## Problem requirements
Turn every line of the rows below into a JSON list of strings, one string per line, and leave out any blank lines.

----- Raw data

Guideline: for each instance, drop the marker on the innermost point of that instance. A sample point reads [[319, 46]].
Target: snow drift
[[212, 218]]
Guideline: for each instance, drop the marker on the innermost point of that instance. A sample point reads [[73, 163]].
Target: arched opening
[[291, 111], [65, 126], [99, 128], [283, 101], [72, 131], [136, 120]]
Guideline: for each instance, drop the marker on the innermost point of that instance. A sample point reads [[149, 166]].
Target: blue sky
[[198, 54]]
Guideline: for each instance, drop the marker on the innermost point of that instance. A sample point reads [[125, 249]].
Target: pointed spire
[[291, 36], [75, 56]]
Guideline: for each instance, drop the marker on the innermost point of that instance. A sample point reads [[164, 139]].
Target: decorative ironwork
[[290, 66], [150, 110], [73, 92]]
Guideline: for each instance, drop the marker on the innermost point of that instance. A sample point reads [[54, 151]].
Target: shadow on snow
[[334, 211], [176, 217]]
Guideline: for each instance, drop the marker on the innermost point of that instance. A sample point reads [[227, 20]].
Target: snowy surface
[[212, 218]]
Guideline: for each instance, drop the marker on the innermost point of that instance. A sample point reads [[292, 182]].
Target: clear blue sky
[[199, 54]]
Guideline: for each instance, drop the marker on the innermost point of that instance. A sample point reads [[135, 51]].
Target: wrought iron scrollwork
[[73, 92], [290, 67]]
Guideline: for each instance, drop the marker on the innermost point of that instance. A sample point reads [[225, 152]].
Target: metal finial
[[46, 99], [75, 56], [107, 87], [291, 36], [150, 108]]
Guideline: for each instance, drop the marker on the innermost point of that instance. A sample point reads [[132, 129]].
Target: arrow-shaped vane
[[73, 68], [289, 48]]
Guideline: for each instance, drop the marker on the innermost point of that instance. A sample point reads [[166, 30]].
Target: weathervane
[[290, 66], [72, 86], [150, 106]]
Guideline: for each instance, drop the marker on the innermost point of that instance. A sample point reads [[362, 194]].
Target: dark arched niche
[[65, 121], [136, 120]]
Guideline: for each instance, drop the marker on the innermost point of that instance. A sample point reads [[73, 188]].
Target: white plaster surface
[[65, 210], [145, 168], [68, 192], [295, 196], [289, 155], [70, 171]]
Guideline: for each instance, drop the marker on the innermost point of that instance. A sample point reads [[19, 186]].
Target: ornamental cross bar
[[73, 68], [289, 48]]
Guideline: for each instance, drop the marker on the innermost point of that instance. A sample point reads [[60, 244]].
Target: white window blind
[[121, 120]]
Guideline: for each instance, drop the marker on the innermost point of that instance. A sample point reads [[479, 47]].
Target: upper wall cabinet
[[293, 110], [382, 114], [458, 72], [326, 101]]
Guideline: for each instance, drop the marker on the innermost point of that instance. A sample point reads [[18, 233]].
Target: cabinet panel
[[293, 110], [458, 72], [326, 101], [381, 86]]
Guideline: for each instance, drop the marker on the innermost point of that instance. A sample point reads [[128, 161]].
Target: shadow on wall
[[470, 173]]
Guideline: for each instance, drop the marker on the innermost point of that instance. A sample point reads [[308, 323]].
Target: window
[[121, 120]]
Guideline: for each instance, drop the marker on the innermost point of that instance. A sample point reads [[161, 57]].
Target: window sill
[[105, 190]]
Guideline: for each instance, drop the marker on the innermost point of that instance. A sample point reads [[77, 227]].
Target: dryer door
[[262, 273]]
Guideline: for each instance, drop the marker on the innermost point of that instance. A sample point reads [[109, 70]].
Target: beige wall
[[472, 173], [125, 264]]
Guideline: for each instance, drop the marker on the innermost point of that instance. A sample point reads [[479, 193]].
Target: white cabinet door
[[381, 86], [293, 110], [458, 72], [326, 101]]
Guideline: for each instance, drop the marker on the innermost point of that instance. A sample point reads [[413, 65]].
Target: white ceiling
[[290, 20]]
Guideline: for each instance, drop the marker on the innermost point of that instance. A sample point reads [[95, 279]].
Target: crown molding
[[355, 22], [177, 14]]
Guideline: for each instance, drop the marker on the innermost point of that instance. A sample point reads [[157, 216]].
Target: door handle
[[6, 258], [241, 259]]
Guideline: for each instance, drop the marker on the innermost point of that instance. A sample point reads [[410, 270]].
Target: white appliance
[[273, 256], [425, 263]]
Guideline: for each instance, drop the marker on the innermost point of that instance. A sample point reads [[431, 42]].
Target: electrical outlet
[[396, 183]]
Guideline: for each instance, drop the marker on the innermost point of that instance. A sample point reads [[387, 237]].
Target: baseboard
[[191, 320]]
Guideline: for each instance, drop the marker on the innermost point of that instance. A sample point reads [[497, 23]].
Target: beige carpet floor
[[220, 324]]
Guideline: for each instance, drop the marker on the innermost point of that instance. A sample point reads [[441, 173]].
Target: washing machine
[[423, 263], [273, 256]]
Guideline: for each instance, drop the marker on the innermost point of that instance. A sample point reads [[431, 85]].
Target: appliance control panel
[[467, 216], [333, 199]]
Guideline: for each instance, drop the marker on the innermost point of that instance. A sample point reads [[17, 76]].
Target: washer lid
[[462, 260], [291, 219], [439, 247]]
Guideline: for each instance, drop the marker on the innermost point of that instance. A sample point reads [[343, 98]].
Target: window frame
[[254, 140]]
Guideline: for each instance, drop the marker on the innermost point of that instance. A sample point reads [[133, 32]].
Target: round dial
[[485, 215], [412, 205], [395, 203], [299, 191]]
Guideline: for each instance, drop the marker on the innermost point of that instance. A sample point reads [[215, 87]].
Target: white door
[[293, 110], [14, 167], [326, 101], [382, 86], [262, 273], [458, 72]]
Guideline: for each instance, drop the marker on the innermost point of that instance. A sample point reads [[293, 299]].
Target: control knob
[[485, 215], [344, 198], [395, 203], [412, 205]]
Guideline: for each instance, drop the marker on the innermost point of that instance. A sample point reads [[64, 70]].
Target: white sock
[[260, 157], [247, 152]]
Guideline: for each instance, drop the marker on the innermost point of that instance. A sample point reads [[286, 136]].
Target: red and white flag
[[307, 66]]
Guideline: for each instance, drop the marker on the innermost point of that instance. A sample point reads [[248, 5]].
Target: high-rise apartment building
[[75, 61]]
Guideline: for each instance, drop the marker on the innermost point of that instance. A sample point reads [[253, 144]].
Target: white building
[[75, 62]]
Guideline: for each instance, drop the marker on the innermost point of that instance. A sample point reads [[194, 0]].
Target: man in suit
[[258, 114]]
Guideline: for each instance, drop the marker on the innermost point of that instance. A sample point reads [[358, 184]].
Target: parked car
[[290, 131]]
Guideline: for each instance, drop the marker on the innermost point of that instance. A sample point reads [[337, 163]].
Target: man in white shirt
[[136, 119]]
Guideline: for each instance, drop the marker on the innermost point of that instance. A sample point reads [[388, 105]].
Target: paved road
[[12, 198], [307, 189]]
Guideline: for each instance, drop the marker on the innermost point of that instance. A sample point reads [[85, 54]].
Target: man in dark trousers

----------

## Task result
[
  "Guideline: for each instance, drop the marker on the innermost point of that instance. A sample point reads [[319, 46]].",
  "Target: snow drift",
  "[[212, 218]]",
  "Guideline: for each instance, drop the marker on the innermost point of that instance. A sample point reads [[73, 163]].",
  "Target: arched opening",
  "[[291, 111], [65, 126], [99, 128], [283, 101], [72, 131], [136, 120]]",
  "Guideline: for each instance, drop the marker on the innermost point of that instance. A sample point reads [[149, 166]].",
  "Target: blue sky",
  "[[198, 54]]",
  "Guideline: for each instance, drop the marker on the innermost point of that instance. A sample point reads [[125, 249]].",
  "Target: pointed spire",
  "[[291, 36], [75, 56]]",
  "Guideline: for each instance, drop the marker on the innermost point of that instance. A sample point reads [[164, 139]].",
  "Target: decorative ironwork",
  "[[290, 66], [150, 110], [73, 92]]",
  "Guideline: for each instance, drop the marker on the innermost point of that instance. A sample point reads [[54, 151]].",
  "Target: shadow on snow",
  "[[334, 211], [176, 217]]",
  "Guideline: for each instance, drop the marker on the innermost point of that instance. A sample point reads [[227, 20]].",
  "Target: snowy surface",
  "[[212, 218]]",
  "Guideline: for each instance, drop the marker on the innermost point of that instance. A sample point reads [[292, 182]].",
  "Target: clear blue sky",
  "[[199, 54]]",
  "Guideline: for each instance, drop the marker on the innermost point of that instance. A sample point reads [[135, 51]].",
  "Target: wrought iron scrollwork",
  "[[73, 92], [290, 67]]",
  "Guideline: for each instance, drop the marker on the innermost point of that instance. A sample point reads [[225, 152]].",
  "Target: metal finial",
  "[[46, 99], [75, 56], [107, 87], [291, 36], [150, 108]]",
  "Guideline: for each instance, drop the marker on the innermost point of that instance. A sample point reads [[132, 129]].",
  "Target: arrow-shaped vane",
  "[[73, 68], [289, 48]]",
  "Guideline: for each instance, drop the marker on the innermost point of that instance. A sample point reads [[166, 30]].",
  "Target: weathervane",
  "[[290, 66], [72, 86], [150, 106]]",
  "Guideline: for each instance, drop the marker on the innermost point of that instance. A sample point reads [[362, 194]].",
  "Target: dark arched niche",
  "[[65, 121], [136, 120]]",
  "Guideline: for each instance, drop the marker on the innermost point of that instance. A sample point reads [[73, 188]].",
  "Target: white plaster surface",
  "[[65, 210], [145, 168], [68, 192], [295, 196], [289, 155], [70, 171]]",
  "Guideline: for each instance, drop the marker on the innermost point of that instance. A sample point reads [[19, 186]].",
  "Target: ornamental cross bar",
  "[[73, 68], [289, 48]]",
  "Guideline: for each instance, drop the marker on the innermost point of that instance. A sample point reads [[60, 244]].",
  "Target: white window blind",
  "[[121, 120]]",
  "Guideline: for each instance, drop the marker on the innermost point of that instance. A sample point reads [[479, 47]].",
  "Target: upper wall cabinet",
  "[[293, 110], [382, 114], [458, 72], [326, 101]]",
  "Guideline: for each instance, drop the marker on the innermost point of that instance. A sample point reads [[18, 233]].",
  "Target: cabinet panel",
  "[[293, 110], [458, 72], [326, 101], [381, 86]]",
  "Guideline: for each instance, drop the marker on the innermost point of that instance. A sample point reads [[128, 161]].",
  "Target: shadow on wall",
  "[[470, 173]]",
  "Guideline: for each instance, drop the marker on the innermost point of that instance. A sample point reads [[308, 323]].",
  "Target: window",
  "[[121, 120]]",
  "Guideline: for each instance, drop the marker on the innermost point of that instance. A sample point reads [[161, 57]].",
  "Target: window sill",
  "[[105, 190]]",
  "Guideline: for each instance, drop the marker on the innermost point of that instance. A sample point reads [[77, 227]].",
  "Target: dryer door",
  "[[262, 273]]",
  "Guideline: for each instance, drop the marker on the innermost point of that instance. A sample point reads [[109, 70]].",
  "Target: beige wall",
  "[[472, 173], [125, 264]]",
  "Guideline: for each instance, drop the marker on the innermost point of that instance. A sample point reads [[479, 193]].",
  "Target: white cabinet door",
  "[[381, 86], [293, 110], [458, 72], [326, 101]]",
  "Guideline: for each instance, drop the marker on the innermost point of that instance. A sample point reads [[413, 65]].",
  "Target: white ceiling",
  "[[290, 20]]",
  "Guideline: for each instance, drop the marker on the innermost point of that instance. A sample point reads [[95, 279]].",
  "Target: crown molding",
  "[[355, 22], [177, 14]]",
  "Guideline: for each instance, drop the marker on the innermost point of that instance. A sample point reads [[157, 216]].",
  "Target: door handle",
  "[[6, 258], [241, 259]]",
  "Guideline: for each instance, drop the marker on the innermost point of that instance. A sample point reads [[410, 270]].",
  "Target: white appliance",
  "[[273, 256], [425, 263]]",
  "Guideline: for each instance, drop the marker on the innermost point of that instance. A sample point reads [[431, 42]].",
  "Target: electrical outlet",
  "[[396, 183]]",
  "Guideline: for each instance, drop the marker on the innermost point of that instance. A sample point reads [[387, 237]].",
  "Target: baseboard",
  "[[191, 320]]",
  "Guideline: for each instance, drop the marker on the innermost point of that instance. A sample point reads [[497, 23]].",
  "Target: beige carpet floor",
  "[[220, 324]]",
  "Guideline: for each instance, drop the marker on the innermost point of that instance. A sample point reads [[441, 173]].",
  "Target: washing machine",
  "[[423, 263], [273, 256]]",
  "Guideline: for each instance, drop the marker on the innermost point of that instance. A sample point reads [[431, 85]].",
  "Target: appliance control panel",
  "[[467, 216], [333, 199]]",
  "Guideline: for each instance, drop the marker on the innermost point of that instance. A sample point reads [[17, 76]].",
  "Target: washer lid",
  "[[462, 260], [291, 219], [439, 247]]",
  "Guideline: for each instance, drop the marker on the innermost point of that instance. A sample point reads [[343, 98]].",
  "Target: window frame",
  "[[254, 140]]",
  "Guideline: for each instance, drop the marker on the innermost point of that instance. A sample point reads [[133, 32]].",
  "Target: round dial",
  "[[485, 215], [412, 205], [395, 203], [299, 191]]",
  "Guideline: for each instance, drop the marker on the innermost point of that instance. A sample point reads [[215, 87]].",
  "Target: white door",
  "[[293, 110], [14, 167], [326, 101], [382, 86], [262, 273], [458, 72]]",
  "Guideline: for each instance, drop the marker on the innermost point of that instance. A sample point reads [[293, 299]].",
  "Target: control knob",
  "[[485, 215], [344, 198], [395, 203], [412, 205]]",
  "Guideline: for each instance, drop the marker on the innermost point of that instance. A sample point reads [[64, 70]].",
  "Target: white sock",
  "[[260, 157], [247, 152]]",
  "Guideline: for each instance, drop the marker on the innermost point of that instance. A sample point reads [[286, 136]].",
  "Target: red and white flag",
  "[[307, 66]]",
  "Guideline: for each instance, drop the marker on the innermost point of that instance. A sample point reads [[248, 5]].",
  "Target: high-rise apartment building",
  "[[75, 61]]",
  "Guideline: for each instance, drop the marker on the innermost point of that instance. A sample point reads [[253, 144]].",
  "Target: white building",
  "[[75, 62]]",
  "Guideline: for each instance, drop the marker on the innermost point of that instance. A sample point reads [[194, 0]].",
  "Target: man in suit",
  "[[258, 114]]",
  "Guideline: for each instance, drop the marker on the innermost point of that instance. A sample point reads [[358, 184]].",
  "Target: parked car",
  "[[290, 131]]",
  "Guideline: for each instance, drop the marker on the innermost point of that instance. A sample point reads [[337, 163]].",
  "Target: man in white shirt",
  "[[136, 119]]",
  "Guideline: for each instance, drop the marker on the innermost point of that instance. A sample point reads [[388, 105]].",
  "Target: paved road",
  "[[12, 198], [307, 189]]",
  "Guideline: for each instance, drop the marker on the innermost point of that instance. A sample point reads [[85, 54]].",
  "Target: man in dark trousers"
]